— Start GIVEN TEXT —

This is a stupid law, and the ONLY way to make it fair to everyone, is if the government does all the work. They should go to everyone's house, check out who they are, take the pic and issue the card. They won't do it.

Unless I'm wrong, a SS card won't let you vote, it has to be a pic ID. Which means if you are disabled and it difficult to get around, you won't be able to vote. If you work 2 or 3 jobs and can't get away to stand in line at the DMV, you won't be able to vote. If you don't drive and the DMV is not located on the bus line, you won't be able to vote.

And, by the way, have you seen all the check cashing places in the inner cities? These are there because a lot of people who use them, don't have bank accounts. I can't tell you how many people I've seen at the Post Office who get money orders to pay their bills, because they are there EVERY time I go in there, and I go at least twice a week.

— End GIVEN TEXT —
— Start LISTED RECORDS —

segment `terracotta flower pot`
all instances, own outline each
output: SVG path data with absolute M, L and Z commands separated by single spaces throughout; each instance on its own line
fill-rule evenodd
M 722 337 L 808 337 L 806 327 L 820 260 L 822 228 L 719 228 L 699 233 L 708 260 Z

— End LISTED RECORDS —

* WRITTEN PROBLEM 1
In the voter ID commentary, why do check cashing places exist in the inner cities?
* WRITTEN PROBLEM 2
Summarize the voter ID commentary in two sentences.
* WRITTEN PROBLEM 3
Continue the voter ID commentary from its final sentence.

* EXPECTED OUTPUT 1
They exist because many of the people who use them do not have bank accounts.

* EXPECTED OUTPUT 2
The writer calls the voter ID law stupid and says it could only be fair if the government went to every house, checked identities, took the photos and issued the cards, which the writer expects it will not do. Because a picture ID is needed, people who are disabled, who work two or three jobs, or who don't drive and live where the DMV is off the bus line will be unable to vote, and the writer points to check cashing places and frequent money order buyers at the Post Office as signs that many people lack bank accounts.

* EXPECTED OUTPUT 3
Oh, and btw, I never showed my birth certificate to get my driver's license either, or a passport that I got in the early 70's. I've live 58 years WITHOUT having to have my birth certificate in my possession. And because I haven't been poor all my life, I have all the ID I need. But, there are others who haven't been as lucky, and they will be shut out of the voting system.

I did recently get a copy of my birth certificate, cost me $30. I don't know a poor person alive who would spend that kind of money to TRY to vote, when their not even sure their vote counts.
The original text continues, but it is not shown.